══ Exercise input ══

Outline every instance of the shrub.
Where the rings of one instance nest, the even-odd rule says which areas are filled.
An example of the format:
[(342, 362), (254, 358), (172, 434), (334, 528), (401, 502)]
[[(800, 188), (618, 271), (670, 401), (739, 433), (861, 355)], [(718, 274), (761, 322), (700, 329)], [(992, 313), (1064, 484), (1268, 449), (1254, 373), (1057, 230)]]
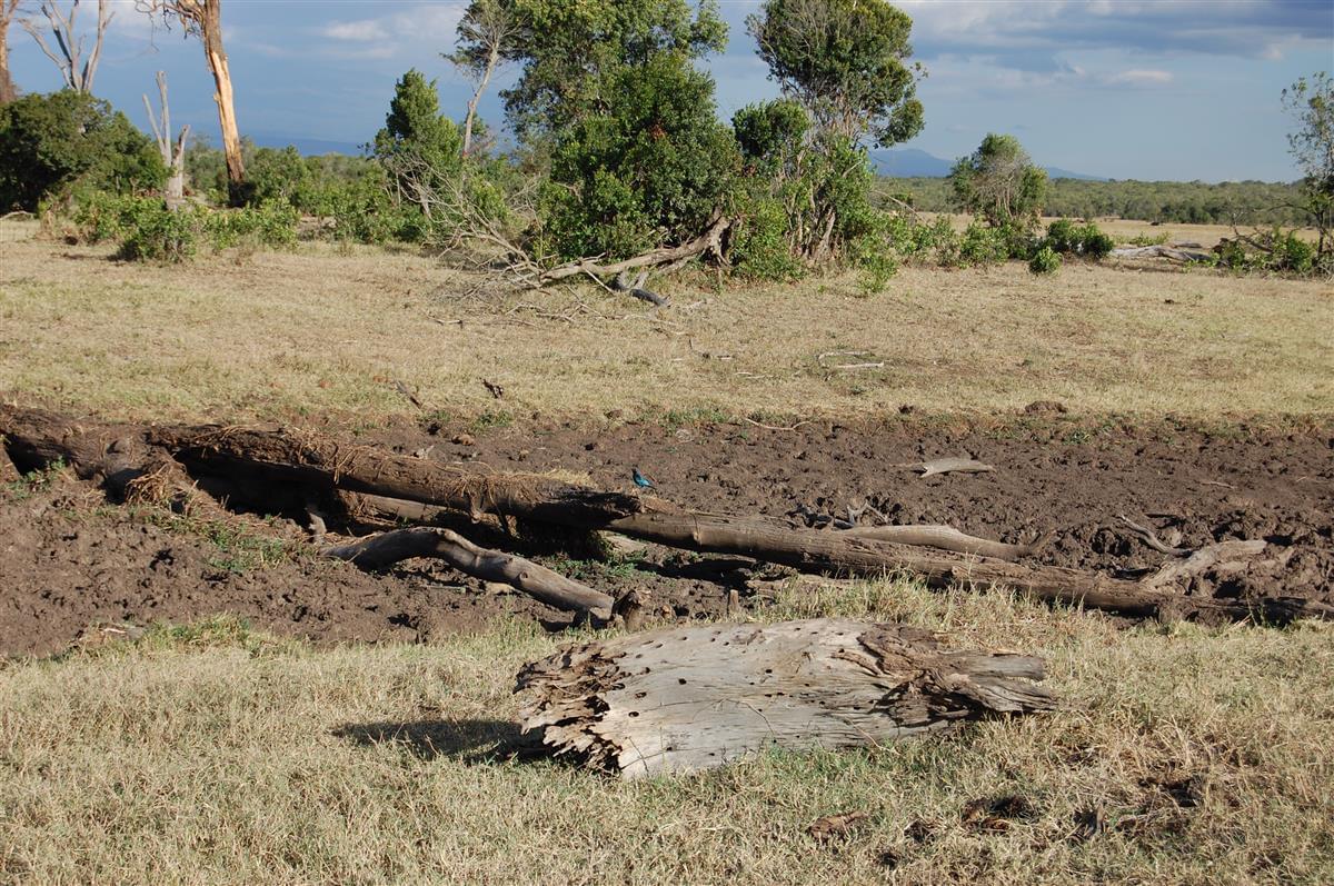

═══

Reproduce the records above in full, swapping "shrub" for "bush" and leaving everything else unchanged. Omit the pictures.

Solution to this problem -
Outline every instance of the bush.
Where the rings of one instance nest, the even-odd rule says which areas are filled.
An example of the format:
[(342, 362), (254, 358), (172, 434), (334, 528), (401, 502)]
[[(800, 188), (618, 271), (670, 401), (739, 433), (861, 355)], [(718, 274), (761, 322), (700, 329)], [(992, 313), (1064, 484), (1268, 449), (1254, 373), (1057, 230)]]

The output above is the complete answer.